(Exercise instructions): The lines to return begin at the one containing "[locate] the flooded" and end at the final line of the material; output them exactly and only them.

(Supplied material):
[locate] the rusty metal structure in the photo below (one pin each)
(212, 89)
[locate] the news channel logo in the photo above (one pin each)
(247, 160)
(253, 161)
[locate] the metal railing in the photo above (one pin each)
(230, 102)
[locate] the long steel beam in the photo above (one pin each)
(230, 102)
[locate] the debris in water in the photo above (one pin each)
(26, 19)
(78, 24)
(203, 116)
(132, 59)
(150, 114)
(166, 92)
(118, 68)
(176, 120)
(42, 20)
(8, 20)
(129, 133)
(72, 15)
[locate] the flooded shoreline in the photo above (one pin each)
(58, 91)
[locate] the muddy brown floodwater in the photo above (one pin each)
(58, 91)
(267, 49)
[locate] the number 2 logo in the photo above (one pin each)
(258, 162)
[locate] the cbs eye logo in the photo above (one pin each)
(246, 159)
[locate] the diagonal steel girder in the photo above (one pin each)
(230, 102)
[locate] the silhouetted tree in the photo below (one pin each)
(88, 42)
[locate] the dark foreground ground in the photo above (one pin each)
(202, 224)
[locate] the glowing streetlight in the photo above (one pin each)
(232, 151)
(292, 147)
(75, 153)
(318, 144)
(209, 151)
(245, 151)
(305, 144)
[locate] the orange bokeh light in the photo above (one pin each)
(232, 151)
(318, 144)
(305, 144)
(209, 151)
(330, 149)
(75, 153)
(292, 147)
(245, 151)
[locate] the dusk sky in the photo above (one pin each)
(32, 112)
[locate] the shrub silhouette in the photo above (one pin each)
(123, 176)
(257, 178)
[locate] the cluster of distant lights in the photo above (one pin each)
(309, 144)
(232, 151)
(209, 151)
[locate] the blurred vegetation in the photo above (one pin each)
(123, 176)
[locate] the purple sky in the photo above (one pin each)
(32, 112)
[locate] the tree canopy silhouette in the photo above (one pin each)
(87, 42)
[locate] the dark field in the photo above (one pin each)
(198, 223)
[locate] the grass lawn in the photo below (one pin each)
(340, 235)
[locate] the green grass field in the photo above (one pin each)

(Expected output):
[locate] the flooded shoreline in the photo above (one pin each)
(58, 91)
[locate] the muddy brown floodwater in the photo above (one pin each)
(58, 91)
(267, 49)
[locate] the number 2 logo in the photo above (one pin each)
(258, 162)
[locate] the cbs eye logo in the photo above (one pin each)
(246, 159)
[locate] the diagonal steel girder in the photo above (one pin each)
(230, 102)
[locate] the silhouetted tree in the photo below (one pin each)
(88, 42)
[locate] the dark foreground ground in the photo above (one pin each)
(202, 224)
[locate] the glowing streetlight in the photo above (one pin each)
(232, 151)
(292, 147)
(75, 153)
(318, 144)
(209, 151)
(245, 151)
(305, 144)
[locate] the orange bokeh light in the photo above (one pin each)
(232, 151)
(318, 144)
(305, 144)
(209, 151)
(330, 149)
(75, 153)
(292, 147)
(245, 151)
[locate] the dusk sky in the photo above (one pin each)
(32, 112)
[locate] the shrub silhouette in the photo above (one pin each)
(123, 176)
(257, 178)
[locate] the cluster of distant lights in the photo above (one pin each)
(309, 144)
(232, 151)
(209, 151)
[locate] the blurred vegetation in the photo above (one pin each)
(123, 176)
[locate] the purple sky in the photo above (one pin each)
(32, 112)
[locate] the tree canopy silhouette in the photo above (one pin each)
(87, 42)
[locate] the dark field in the photo above (one pin each)
(198, 223)
[locate] the grass lawn in the photo below (one pin each)
(340, 235)
[locate] the green grass field in the photo above (one pin each)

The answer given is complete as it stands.